#### Work order
Starting at the line with "Target: green tree" and ending at the line with "Target: traffic light", print exactly the lines of the entries below. Pictures do not belong in the copy.

#### Dataset content
* * * *

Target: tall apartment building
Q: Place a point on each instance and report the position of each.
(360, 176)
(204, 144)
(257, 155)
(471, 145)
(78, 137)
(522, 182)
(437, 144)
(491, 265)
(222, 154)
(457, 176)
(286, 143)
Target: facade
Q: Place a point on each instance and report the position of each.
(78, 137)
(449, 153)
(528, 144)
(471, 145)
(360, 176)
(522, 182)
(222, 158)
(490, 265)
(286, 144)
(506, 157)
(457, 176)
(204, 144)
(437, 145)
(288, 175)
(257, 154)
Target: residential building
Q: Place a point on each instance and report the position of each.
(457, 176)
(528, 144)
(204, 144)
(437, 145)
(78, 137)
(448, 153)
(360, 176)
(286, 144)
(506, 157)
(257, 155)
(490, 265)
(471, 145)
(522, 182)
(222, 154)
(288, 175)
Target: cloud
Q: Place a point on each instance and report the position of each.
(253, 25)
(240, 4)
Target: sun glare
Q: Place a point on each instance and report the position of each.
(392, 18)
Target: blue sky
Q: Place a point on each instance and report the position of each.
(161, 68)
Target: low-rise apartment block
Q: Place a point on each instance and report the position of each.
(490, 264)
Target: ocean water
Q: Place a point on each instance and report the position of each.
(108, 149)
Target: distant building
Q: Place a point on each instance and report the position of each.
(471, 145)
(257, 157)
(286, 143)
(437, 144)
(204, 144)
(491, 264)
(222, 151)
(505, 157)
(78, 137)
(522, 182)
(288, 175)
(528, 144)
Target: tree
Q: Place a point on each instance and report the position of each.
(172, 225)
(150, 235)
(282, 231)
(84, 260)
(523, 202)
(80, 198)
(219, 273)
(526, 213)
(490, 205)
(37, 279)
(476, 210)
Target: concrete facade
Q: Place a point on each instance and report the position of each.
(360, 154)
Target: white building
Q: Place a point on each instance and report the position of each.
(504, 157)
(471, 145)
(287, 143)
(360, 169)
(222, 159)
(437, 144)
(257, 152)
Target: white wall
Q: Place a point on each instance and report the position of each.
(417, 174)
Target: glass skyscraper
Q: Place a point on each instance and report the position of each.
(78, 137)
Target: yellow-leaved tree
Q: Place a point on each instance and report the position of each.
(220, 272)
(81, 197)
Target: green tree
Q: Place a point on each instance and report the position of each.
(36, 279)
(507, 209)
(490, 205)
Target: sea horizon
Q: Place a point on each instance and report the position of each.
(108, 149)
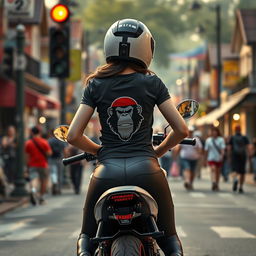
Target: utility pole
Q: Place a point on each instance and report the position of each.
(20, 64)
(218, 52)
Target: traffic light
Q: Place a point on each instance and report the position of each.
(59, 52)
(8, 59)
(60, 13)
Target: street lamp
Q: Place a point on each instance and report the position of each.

* * * *

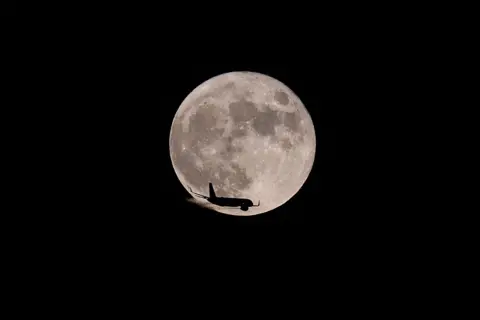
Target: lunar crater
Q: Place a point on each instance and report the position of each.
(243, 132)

* * * *

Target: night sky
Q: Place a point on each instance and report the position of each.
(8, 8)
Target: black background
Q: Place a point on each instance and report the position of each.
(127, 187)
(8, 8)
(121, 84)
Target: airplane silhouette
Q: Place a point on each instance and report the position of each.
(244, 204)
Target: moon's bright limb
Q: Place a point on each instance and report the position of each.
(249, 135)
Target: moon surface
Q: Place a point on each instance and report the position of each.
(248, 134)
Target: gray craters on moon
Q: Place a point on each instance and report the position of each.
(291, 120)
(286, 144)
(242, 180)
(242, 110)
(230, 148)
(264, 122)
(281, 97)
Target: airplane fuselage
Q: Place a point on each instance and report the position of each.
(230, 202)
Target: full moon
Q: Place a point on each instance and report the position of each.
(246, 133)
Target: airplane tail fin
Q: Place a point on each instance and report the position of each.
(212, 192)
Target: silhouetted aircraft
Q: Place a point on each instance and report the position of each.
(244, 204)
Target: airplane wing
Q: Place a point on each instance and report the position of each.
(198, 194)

* * * *

#### Written reply
Target: green tree
Q: Place a point on each instance and report the position of each.
(36, 279)
(507, 209)
(490, 205)
Target: sea horizon
Q: Place a point on each instance and report the position of each.
(108, 149)
Target: utility pole
Q: Place a point on each instance and report the position of each.
(20, 64)
(218, 52)
Target: traffic light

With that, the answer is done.